→ Objective: Which rows below contain the word "glossy"? Find each one and copy it out in full.

** Start Dataset **

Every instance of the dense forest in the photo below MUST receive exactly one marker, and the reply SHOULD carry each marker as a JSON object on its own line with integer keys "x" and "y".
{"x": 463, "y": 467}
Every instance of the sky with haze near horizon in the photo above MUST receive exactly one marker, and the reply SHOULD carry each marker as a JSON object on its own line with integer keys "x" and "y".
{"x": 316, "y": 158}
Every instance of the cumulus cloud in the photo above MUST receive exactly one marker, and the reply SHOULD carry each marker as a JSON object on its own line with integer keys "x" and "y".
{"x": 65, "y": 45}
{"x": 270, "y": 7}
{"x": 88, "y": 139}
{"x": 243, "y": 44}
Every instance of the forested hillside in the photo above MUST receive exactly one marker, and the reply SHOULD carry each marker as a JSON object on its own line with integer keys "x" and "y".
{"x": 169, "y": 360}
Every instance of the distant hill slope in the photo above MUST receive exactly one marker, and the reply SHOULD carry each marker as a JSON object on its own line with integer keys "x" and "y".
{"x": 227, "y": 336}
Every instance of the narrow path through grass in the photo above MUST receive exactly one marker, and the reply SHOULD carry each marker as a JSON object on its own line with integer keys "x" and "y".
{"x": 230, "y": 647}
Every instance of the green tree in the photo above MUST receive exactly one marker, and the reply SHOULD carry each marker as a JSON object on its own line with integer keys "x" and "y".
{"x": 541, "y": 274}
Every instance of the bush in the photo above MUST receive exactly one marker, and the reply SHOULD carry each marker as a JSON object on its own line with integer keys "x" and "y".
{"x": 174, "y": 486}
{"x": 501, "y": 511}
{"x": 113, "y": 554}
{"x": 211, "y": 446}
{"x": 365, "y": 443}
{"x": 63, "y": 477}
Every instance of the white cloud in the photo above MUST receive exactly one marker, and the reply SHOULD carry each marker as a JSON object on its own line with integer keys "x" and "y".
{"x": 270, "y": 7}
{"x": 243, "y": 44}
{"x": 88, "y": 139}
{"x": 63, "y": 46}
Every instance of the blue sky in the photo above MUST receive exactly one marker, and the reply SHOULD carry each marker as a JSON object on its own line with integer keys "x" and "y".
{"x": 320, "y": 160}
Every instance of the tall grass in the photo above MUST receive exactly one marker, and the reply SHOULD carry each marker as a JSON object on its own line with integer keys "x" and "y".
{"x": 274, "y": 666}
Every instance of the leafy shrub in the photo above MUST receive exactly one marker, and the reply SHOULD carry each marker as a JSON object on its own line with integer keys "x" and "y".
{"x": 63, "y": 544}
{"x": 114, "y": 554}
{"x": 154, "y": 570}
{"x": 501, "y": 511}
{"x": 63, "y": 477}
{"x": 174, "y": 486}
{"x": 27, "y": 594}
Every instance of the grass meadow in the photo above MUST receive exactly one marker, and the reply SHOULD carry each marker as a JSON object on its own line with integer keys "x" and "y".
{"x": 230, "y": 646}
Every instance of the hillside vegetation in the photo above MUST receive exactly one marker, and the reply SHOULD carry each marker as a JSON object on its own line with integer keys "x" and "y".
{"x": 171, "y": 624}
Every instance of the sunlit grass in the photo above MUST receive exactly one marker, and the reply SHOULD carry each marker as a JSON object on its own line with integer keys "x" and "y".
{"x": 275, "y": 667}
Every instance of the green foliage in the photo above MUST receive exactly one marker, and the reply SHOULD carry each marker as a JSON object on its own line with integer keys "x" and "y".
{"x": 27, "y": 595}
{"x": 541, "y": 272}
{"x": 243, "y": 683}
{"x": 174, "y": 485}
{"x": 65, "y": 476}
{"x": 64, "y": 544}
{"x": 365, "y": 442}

** End Dataset **
** Start Dataset **

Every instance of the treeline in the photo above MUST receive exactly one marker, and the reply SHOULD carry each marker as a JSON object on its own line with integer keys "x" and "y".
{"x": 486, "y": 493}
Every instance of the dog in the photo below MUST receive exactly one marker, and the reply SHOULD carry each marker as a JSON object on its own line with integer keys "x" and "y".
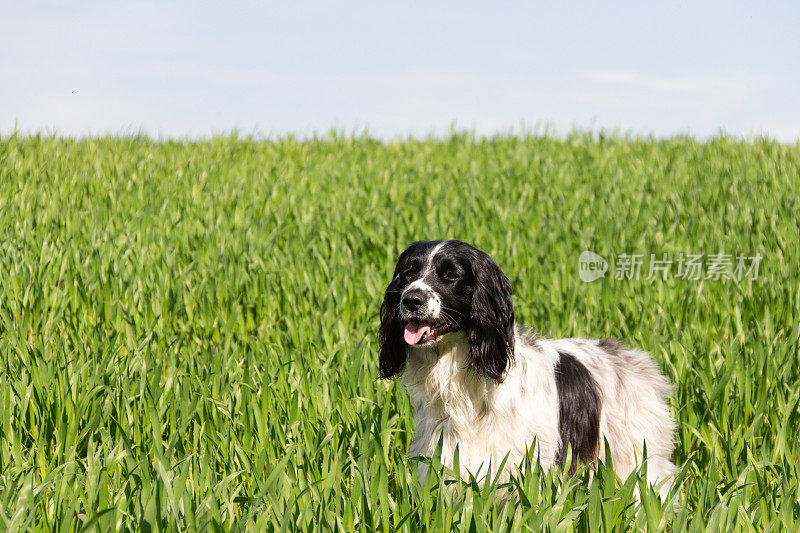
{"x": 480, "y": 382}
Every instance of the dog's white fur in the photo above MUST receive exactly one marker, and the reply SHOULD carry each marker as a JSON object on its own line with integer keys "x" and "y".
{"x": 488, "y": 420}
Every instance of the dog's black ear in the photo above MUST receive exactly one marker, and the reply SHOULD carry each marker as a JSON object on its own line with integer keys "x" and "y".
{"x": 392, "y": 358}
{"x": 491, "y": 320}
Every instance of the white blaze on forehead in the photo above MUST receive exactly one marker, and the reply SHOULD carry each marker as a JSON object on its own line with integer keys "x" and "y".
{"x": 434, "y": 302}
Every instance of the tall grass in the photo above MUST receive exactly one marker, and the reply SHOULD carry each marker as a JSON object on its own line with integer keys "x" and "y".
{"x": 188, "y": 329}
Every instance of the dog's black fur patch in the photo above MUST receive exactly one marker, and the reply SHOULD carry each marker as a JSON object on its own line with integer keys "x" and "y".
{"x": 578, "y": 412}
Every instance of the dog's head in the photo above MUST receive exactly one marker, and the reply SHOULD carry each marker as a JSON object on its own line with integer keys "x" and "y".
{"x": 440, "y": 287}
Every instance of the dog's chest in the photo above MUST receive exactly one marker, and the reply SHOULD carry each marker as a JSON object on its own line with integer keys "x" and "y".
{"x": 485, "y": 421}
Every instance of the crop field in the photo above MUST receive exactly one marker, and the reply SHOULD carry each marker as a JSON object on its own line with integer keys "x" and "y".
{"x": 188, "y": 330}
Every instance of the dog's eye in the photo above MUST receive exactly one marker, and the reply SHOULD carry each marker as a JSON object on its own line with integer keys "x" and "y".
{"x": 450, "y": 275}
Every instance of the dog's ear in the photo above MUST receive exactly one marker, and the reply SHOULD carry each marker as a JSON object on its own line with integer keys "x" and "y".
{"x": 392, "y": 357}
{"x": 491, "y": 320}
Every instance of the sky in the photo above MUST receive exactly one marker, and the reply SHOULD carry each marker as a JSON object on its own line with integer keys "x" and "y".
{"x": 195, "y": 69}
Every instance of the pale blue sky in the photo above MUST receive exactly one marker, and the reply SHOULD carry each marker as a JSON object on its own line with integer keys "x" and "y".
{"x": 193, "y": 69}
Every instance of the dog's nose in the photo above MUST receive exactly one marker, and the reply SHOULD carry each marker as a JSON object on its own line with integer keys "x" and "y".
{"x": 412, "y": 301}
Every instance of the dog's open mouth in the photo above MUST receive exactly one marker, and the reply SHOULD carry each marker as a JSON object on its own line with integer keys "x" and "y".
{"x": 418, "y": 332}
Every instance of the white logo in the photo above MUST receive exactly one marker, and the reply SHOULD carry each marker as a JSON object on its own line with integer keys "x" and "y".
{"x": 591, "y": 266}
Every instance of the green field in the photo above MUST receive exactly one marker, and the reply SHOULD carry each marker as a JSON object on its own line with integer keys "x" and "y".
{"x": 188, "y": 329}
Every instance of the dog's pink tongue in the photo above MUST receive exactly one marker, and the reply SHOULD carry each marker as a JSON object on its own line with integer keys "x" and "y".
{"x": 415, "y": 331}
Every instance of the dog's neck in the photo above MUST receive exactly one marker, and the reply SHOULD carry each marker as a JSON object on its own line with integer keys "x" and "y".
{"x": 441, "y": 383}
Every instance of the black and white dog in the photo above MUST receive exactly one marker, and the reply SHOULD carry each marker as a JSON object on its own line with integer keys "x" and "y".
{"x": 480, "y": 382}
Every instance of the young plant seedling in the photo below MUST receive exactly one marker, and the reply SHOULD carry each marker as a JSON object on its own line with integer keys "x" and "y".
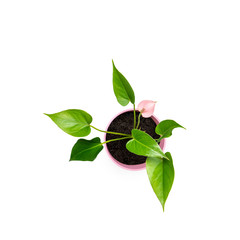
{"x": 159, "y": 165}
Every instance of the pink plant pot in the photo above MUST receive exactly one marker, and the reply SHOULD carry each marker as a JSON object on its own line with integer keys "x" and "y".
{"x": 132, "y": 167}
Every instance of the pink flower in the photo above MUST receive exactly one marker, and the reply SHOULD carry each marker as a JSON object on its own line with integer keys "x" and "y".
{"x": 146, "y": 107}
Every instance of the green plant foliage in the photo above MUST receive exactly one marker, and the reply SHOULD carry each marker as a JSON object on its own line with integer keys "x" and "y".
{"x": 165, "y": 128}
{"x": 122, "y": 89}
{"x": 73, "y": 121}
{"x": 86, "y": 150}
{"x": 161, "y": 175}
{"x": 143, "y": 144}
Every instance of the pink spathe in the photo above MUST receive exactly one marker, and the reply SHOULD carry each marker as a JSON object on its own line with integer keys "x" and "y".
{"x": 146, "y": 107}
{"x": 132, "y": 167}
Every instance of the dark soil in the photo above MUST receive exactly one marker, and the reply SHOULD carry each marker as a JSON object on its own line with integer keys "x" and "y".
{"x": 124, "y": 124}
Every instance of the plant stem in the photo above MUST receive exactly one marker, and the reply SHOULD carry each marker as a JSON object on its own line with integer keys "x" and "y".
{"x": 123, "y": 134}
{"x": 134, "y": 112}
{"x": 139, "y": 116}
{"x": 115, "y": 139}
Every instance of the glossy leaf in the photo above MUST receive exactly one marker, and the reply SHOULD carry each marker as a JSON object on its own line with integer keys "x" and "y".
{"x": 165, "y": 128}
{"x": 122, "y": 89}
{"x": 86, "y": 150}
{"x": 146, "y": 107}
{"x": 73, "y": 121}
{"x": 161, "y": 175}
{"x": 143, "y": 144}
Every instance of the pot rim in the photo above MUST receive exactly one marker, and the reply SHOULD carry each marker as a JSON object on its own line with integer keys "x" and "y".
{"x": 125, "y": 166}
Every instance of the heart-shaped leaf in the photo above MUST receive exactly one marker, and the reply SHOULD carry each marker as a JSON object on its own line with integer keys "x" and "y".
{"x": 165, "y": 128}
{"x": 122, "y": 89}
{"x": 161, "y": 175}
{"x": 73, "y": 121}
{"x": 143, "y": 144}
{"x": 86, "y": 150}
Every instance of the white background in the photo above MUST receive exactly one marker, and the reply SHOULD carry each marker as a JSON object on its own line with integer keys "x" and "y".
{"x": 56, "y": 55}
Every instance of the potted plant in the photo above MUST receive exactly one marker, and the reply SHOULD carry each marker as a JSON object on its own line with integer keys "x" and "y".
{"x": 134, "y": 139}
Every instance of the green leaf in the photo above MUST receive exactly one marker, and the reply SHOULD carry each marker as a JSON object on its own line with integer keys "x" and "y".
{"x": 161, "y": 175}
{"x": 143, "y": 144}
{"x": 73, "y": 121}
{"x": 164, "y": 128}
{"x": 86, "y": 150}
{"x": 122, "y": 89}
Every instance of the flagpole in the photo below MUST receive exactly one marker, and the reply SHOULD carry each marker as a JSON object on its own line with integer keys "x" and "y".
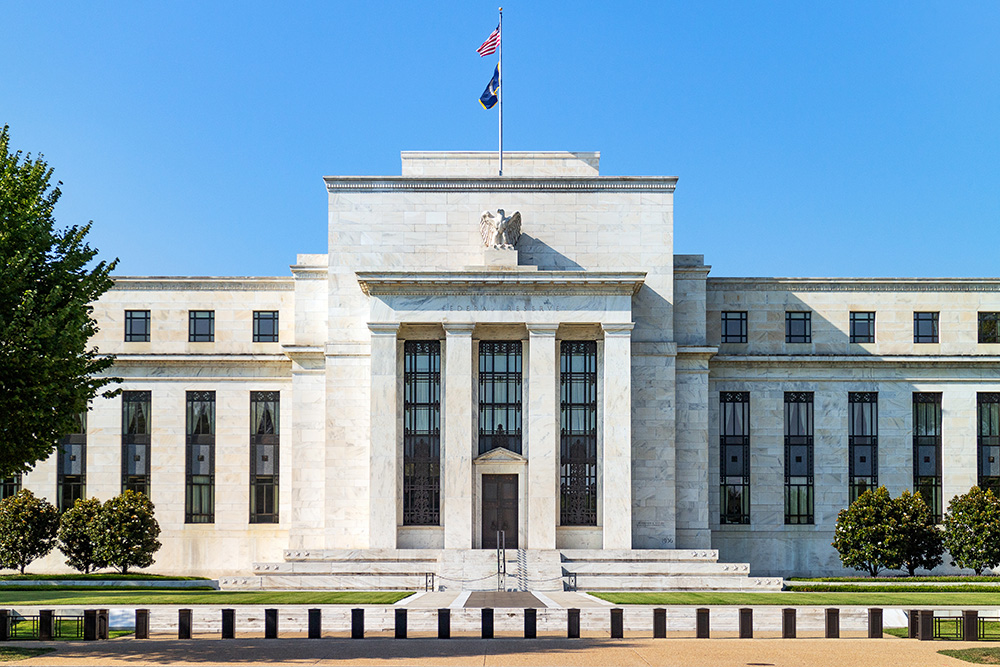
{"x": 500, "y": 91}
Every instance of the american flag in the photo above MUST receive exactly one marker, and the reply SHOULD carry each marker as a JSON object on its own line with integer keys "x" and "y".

** End Dataset **
** Start Dataset **

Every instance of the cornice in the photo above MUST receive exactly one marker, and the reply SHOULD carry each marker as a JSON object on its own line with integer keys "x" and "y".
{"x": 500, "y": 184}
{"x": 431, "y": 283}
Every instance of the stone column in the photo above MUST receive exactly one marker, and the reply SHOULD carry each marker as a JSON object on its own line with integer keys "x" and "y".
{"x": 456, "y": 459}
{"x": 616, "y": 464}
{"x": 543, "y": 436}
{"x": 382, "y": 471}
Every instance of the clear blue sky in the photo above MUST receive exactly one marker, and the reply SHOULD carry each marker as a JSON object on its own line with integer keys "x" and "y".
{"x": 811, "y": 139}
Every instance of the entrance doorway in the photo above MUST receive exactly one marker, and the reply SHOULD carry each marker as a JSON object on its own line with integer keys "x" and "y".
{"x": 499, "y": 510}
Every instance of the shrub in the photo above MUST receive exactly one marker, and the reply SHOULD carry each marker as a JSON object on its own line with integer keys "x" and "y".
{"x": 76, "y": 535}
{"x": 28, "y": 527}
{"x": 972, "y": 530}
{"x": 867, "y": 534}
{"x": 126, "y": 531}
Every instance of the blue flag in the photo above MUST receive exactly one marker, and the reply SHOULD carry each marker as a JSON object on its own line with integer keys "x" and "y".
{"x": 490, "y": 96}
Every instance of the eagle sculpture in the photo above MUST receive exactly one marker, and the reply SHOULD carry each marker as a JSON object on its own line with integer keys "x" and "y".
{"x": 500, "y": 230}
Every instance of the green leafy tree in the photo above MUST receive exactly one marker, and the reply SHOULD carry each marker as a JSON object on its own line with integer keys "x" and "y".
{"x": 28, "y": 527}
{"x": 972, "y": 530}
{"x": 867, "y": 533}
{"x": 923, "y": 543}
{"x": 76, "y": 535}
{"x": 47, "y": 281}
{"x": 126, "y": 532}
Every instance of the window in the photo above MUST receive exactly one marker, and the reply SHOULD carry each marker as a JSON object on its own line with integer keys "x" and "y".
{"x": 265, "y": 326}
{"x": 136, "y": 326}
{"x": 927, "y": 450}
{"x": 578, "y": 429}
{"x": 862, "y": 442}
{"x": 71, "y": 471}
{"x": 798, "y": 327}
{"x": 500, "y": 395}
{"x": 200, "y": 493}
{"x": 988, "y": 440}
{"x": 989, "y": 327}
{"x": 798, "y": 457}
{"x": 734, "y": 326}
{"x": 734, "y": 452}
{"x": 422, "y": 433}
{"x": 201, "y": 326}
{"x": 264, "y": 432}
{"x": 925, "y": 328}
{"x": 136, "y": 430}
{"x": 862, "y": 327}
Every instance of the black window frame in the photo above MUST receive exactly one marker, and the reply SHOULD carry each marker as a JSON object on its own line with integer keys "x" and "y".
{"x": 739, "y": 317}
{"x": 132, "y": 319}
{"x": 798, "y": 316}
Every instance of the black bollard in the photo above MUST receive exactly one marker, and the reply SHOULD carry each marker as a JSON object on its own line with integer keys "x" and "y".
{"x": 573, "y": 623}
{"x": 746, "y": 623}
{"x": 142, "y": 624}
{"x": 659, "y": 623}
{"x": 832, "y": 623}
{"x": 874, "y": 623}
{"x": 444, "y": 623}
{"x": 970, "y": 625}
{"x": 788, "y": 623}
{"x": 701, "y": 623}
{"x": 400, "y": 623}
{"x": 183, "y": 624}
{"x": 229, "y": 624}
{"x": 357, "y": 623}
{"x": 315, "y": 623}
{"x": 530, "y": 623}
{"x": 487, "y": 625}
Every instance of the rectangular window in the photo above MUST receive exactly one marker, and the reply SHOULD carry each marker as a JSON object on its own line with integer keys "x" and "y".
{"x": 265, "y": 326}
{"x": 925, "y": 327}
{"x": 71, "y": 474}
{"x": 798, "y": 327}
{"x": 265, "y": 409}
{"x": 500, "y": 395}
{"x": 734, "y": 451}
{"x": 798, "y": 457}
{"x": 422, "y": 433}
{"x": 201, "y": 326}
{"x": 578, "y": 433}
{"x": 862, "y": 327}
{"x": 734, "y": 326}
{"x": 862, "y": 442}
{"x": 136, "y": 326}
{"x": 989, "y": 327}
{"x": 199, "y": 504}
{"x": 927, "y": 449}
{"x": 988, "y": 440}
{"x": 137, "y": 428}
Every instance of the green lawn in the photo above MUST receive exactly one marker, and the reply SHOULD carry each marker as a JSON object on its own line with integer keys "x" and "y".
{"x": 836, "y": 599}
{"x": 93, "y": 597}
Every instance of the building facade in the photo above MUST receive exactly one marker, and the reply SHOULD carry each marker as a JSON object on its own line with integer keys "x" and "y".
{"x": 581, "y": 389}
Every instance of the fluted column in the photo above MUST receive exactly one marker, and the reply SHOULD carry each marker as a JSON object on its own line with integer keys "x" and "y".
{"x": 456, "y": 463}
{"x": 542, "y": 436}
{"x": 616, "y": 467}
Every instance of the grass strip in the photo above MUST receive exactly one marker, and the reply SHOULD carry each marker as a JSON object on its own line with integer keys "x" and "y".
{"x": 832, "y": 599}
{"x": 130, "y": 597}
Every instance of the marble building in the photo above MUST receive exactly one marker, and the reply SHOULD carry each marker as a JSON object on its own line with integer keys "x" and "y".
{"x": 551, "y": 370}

** End Dataset **

→ Response below:
Every instance of the glossy leaf in the photo above MUST receive exactly one marker, and the reply SHOULD carry each marker as a JSON object on its own line with integer keys "x" and "y".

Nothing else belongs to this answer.